__Your instructions__
An exact copy of all the data is the required output.

--- Provided material Enclosed Below ---

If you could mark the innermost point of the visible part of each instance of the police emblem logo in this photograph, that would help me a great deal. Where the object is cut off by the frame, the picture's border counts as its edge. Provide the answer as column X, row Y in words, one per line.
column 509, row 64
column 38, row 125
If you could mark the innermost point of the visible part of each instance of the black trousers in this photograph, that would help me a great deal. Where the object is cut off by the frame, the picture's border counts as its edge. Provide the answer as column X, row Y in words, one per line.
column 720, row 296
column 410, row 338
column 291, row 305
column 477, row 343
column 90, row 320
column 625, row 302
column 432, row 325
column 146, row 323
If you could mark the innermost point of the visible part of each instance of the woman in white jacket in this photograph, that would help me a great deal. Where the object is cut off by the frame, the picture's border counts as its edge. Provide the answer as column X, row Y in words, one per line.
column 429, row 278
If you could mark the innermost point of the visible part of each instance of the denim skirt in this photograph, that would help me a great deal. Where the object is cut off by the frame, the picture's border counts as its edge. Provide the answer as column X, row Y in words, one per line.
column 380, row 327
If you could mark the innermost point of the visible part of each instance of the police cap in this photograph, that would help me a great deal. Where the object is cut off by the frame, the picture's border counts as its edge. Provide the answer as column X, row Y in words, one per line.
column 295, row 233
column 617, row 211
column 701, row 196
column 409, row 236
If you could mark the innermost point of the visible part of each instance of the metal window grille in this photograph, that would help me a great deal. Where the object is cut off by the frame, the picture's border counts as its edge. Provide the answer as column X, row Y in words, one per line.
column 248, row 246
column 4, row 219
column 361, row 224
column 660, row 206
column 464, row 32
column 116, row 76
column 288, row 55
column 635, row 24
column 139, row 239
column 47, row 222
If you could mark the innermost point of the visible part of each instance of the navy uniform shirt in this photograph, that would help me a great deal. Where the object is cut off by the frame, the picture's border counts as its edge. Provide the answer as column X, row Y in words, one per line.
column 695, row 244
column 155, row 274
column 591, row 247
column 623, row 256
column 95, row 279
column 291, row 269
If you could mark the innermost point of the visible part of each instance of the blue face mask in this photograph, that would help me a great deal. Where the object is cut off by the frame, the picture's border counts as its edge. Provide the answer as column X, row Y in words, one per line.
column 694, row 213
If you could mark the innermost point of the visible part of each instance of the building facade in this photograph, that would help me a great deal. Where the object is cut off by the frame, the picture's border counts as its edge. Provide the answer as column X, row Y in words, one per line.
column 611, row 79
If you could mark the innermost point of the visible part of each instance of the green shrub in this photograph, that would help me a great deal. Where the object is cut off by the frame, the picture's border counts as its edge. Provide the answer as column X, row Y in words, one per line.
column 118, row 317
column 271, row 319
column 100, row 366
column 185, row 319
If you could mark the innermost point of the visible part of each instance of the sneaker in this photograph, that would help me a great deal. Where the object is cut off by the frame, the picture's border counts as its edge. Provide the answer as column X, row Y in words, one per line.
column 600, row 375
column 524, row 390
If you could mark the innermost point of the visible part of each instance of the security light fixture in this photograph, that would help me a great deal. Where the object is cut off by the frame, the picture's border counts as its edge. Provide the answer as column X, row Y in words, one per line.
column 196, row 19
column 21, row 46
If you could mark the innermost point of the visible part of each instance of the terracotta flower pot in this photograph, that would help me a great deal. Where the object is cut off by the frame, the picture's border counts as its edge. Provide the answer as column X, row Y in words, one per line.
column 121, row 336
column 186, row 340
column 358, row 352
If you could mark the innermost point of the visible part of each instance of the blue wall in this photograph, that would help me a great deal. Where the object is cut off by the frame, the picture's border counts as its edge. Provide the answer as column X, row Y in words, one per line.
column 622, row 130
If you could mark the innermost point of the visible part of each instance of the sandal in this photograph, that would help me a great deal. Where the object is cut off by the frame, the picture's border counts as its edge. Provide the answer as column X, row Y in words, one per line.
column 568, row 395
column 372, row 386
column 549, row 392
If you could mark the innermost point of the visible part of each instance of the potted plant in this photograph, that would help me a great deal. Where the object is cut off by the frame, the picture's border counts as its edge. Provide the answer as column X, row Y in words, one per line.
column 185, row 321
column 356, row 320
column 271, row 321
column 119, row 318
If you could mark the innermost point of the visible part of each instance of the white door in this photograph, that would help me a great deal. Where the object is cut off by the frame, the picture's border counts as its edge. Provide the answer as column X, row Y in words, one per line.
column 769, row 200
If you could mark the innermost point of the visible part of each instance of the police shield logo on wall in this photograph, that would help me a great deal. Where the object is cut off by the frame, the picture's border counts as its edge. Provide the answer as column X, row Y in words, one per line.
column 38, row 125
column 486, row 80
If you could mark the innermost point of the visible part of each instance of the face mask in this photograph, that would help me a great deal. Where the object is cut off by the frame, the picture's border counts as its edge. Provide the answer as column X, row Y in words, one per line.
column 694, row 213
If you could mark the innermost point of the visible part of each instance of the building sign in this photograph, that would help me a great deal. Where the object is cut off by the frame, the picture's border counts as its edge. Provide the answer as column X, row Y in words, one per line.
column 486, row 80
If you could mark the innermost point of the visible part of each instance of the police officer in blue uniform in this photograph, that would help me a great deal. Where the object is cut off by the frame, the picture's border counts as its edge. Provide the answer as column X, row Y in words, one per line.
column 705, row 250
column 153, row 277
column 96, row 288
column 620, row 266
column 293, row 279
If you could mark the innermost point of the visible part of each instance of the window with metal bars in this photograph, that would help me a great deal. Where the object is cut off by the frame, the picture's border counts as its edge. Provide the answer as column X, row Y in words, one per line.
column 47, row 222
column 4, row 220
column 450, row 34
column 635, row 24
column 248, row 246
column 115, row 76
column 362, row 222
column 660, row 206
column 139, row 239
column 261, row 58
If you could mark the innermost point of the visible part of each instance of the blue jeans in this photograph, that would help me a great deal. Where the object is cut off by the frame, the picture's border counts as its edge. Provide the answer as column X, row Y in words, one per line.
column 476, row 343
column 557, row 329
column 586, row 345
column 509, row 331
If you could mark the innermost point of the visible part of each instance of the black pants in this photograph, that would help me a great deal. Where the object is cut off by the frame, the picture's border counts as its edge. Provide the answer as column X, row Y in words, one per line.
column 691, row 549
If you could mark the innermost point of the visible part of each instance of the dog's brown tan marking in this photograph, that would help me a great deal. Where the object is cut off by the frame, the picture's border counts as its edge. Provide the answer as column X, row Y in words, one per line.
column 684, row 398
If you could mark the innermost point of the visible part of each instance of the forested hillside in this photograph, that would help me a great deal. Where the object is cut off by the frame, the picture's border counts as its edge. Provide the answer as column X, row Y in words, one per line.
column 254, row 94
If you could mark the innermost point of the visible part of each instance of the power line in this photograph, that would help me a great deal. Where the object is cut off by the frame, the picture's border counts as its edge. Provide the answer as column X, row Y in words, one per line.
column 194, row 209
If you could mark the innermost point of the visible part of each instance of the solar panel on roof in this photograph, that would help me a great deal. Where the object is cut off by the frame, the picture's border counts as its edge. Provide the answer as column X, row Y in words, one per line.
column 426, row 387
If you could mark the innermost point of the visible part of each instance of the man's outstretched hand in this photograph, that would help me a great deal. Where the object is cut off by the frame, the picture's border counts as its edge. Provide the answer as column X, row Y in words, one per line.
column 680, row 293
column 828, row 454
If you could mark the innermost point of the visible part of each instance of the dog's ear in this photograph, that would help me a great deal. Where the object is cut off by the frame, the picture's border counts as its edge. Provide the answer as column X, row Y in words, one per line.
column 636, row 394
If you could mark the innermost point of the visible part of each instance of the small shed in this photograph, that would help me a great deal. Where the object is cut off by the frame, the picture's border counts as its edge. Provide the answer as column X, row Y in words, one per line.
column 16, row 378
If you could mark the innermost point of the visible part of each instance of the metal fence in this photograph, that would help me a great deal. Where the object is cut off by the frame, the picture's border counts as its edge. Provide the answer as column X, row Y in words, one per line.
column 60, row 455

--- End of Enclosed Provided material ---

__Answer box__
If you could mark the innermost point of the visible part of each instance of the police emblem logo in this photograph, that would help me a great deal. Where the object is cut off by the frame, the picture's border counts as its edge. Provide the answer as column X, row Y in words, one per line.
column 509, row 64
column 38, row 125
If you could mark the innermost point of the visible part of each instance of the black trousers in this photograph, that would help me a great deal. Where the object is cut off by the frame, the picture's border counts as its edge. Provide the answer as column X, row Y in words, one per line.
column 720, row 296
column 410, row 338
column 291, row 305
column 477, row 343
column 90, row 320
column 625, row 302
column 432, row 325
column 146, row 323
If you could mark the innermost point of the visible part of each instance of the woman in white jacket in this photograph, that would help me a great deal. Where the object is cut off by the frame, the picture's border counts as its edge. Provide the answer as column X, row Y in words, one per line.
column 429, row 278
If you could mark the innermost point of the visible part of each instance of the denim skirt in this photograph, that would help me a great deal. Where the object is cut off by the frame, the picture's border counts as its edge. Provide the answer as column X, row Y in words, one per line.
column 380, row 327
If you could mark the innermost point of the visible part of each instance of the police cap in this photograph, that would help me a great deal. Where the object is cut off by the frame, the picture's border counts as its edge. Provide the answer as column X, row Y in words, one per line.
column 295, row 233
column 617, row 211
column 701, row 196
column 409, row 236
If you could mark the innermost point of the visible part of each instance of the metal window grille in this photograph, that would help me a great deal. Where the object is cut off by the frame, the picture's border counts as its edge. Provide the answer as column X, row Y in words, one per line.
column 248, row 246
column 4, row 219
column 361, row 224
column 660, row 206
column 464, row 32
column 116, row 76
column 288, row 55
column 635, row 24
column 139, row 239
column 47, row 222
If you could mark the innermost point of the visible part of each instance of the navy uniform shirt in this photograph, that would help me a great deal. Where the object is cut off by the frame, the picture's border counts as its edge. Provide the answer as column X, row Y in words, one per line.
column 695, row 244
column 155, row 274
column 591, row 247
column 623, row 256
column 95, row 279
column 291, row 269
If you could mark the innermost point of the visible part of each instance of the blue face mask in this photograph, that would help me a great deal. Where the object is cut off by the frame, the picture's border counts as its edge. Provide the answer as column X, row Y in words, one per line.
column 694, row 213
If you could mark the innermost point of the visible part of each instance of the building facade in this photograph, that would help me a great deal. Where the object is cut off by the frame, the picture's border counts as its edge. Provide the answer as column X, row Y in words, one per line.
column 611, row 79
If you could mark the innermost point of the visible part of each instance of the green shrub in this photograph, that would help me a great deal. Where the object is cut off by the frame, the picture's border counts as its edge. Provide the answer as column X, row Y in words, one per line.
column 118, row 317
column 271, row 319
column 100, row 366
column 185, row 319
If you could mark the innermost point of the visible part of each instance of the sneaker in this photograph, that would help me a great deal. Where the object is cut off by the frame, the picture's border counts as its edge. Provide the answer as column X, row Y in words, one per line.
column 600, row 375
column 524, row 390
If you could mark the innermost point of the visible part of each instance of the security light fixture in this photograph, that would help me a great deal. Where the object is cut off by the frame, the picture's border counts as its edge. Provide the answer as column X, row Y in words, one per line.
column 196, row 19
column 21, row 46
If you could mark the innermost point of the visible part of each instance of the terracotta flower pot in this photograph, that would help me a great deal. Where the object is cut off by the frame, the picture's border counts as its edge. Provide the answer as column X, row Y in words, one per line.
column 121, row 336
column 186, row 340
column 358, row 352
If you could mark the innermost point of the visible part of each instance of the blue wall in this photograph, that would help me a great deal. Where the object is cut off by the frame, the picture's border counts as its edge. Provide the answer as column X, row Y in words, one per line.
column 622, row 130
If you could mark the innermost point of the visible part of each instance of the sandal in this photograph, that would help me a great deal. Where the object is cut off by the frame, the picture's border counts as its edge. Provide the answer as column X, row Y in words, one per line.
column 568, row 395
column 372, row 386
column 549, row 392
If you could mark the innermost point of the visible part of each instance of the potted plant in this photograph, that would help me a great deal. Where the object is cut off by the frame, the picture's border counts as its edge. Provide the answer as column X, row Y in words, one per line.
column 185, row 321
column 356, row 320
column 271, row 321
column 119, row 318
If you could mark the innermost point of the visible part of each instance of the white door in this photograph, that would help me a great deal. Where the object is cut off by the frame, the picture's border counts as its edge. Provide the answer as column X, row Y in words, one per line.
column 769, row 200
If you could mark the innermost point of the visible part of each instance of the police shield logo on wall in this photograph, that would help me a great deal. Where the object is cut off by the frame, the picture's border counts as its edge. Provide the answer as column X, row Y in words, one per line.
column 38, row 125
column 486, row 80
If you could mark the innermost point of the visible part of each instance of the face mask in this photograph, that would help me a great deal. Where the object is cut off by the frame, the picture's border counts as its edge. Provide the answer as column X, row Y in words, one per line.
column 694, row 213
If you could mark the innermost point of the visible part of each instance of the building sign in this photograph, that would help me a great deal. Where the object is cut off by the frame, the picture's border counts as its edge. Provide the answer as column X, row Y in words, one per line.
column 486, row 80
If you could mark the innermost point of the visible part of each instance of the police officer in blue uniform in this photograph, that would help me a great deal. Where the object is cut off by the frame, the picture's border counts as its edge. Provide the answer as column X, row Y in words, one per line.
column 705, row 250
column 153, row 277
column 96, row 288
column 620, row 266
column 293, row 279
If you could mark the innermost point of the visible part of each instance of the window with metal bars in this photograph, that would help me a great deal. Where the object is cut off by the frame, the picture's border counts as its edge. Provide the answer as column X, row Y in words, one per line.
column 47, row 222
column 4, row 220
column 450, row 34
column 635, row 24
column 248, row 246
column 115, row 76
column 362, row 222
column 660, row 206
column 139, row 239
column 261, row 58
If you could mark the innermost point of the visible part of each instance of the blue jeans in this photograph, that would help me a great deal. Where the object is cut off by the frame, the picture's border counts as its edge. Provide the answer as column X, row Y in words, one per line.
column 476, row 343
column 557, row 329
column 586, row 345
column 509, row 331
If you could mark the innermost point of the visible part of each instance of the black pants in this photograph, that would help me a great deal. Where the object is cut off by the frame, the picture's border counts as its edge. Provide the answer as column X, row Y in words, one per line.
column 691, row 549
If you could mark the innermost point of the visible part of each instance of the dog's brown tan marking in this photograph, that would help me a great deal. Where the object is cut off by the frame, the picture's border counts as its edge. Provide the answer as column X, row Y in words, one per line.
column 684, row 398
If you could mark the innermost point of the visible part of each instance of the forested hillside in this photograph, that would help me a great deal. Where the object is cut off by the frame, the picture's border counts as its edge. Provide the answer as column X, row Y in words, one per line.
column 254, row 94
If you could mark the innermost point of the visible part of each instance of the power line in this photograph, that would help me a great deal. Where the object is cut off by the frame, the picture's border counts as its edge. Provide the answer as column X, row Y in words, one per line.
column 194, row 209
If you could mark the innermost point of the visible part of each instance of the solar panel on roof in this photograph, that would help me a great deal. Where the object is cut off by the frame, the picture's border counts as its edge. Provide the answer as column X, row Y in words, one per line.
column 426, row 387
If you could mark the innermost point of the visible part of each instance of the man's outstretched hand in this photograph, that would help me a great deal. Where the object is cut off by the frame, the picture's border counts as its edge. Provide the answer as column X, row Y in words, one per line.
column 680, row 293
column 828, row 454
If you could mark the innermost point of the visible part of each instance of the dog's ear in this photograph, that would help me a great deal. Where the object is cut off by the frame, the picture's border counts as its edge. Provide the answer as column X, row Y in words, one per line.
column 636, row 394
If you could mark the innermost point of the visible part of each instance of the small shed in this photograph, that would help me a great deal. Where the object is cut off by the frame, the picture's border counts as its edge. Provide the answer as column X, row Y in words, one per line.
column 16, row 378
If you could mark the innermost point of the visible part of each instance of the metal fence in this photograph, that would help me a great deal. Where the object is cut off by the frame, the picture's border counts as its edge. Provide the answer as column X, row Y in words, one per line.
column 60, row 455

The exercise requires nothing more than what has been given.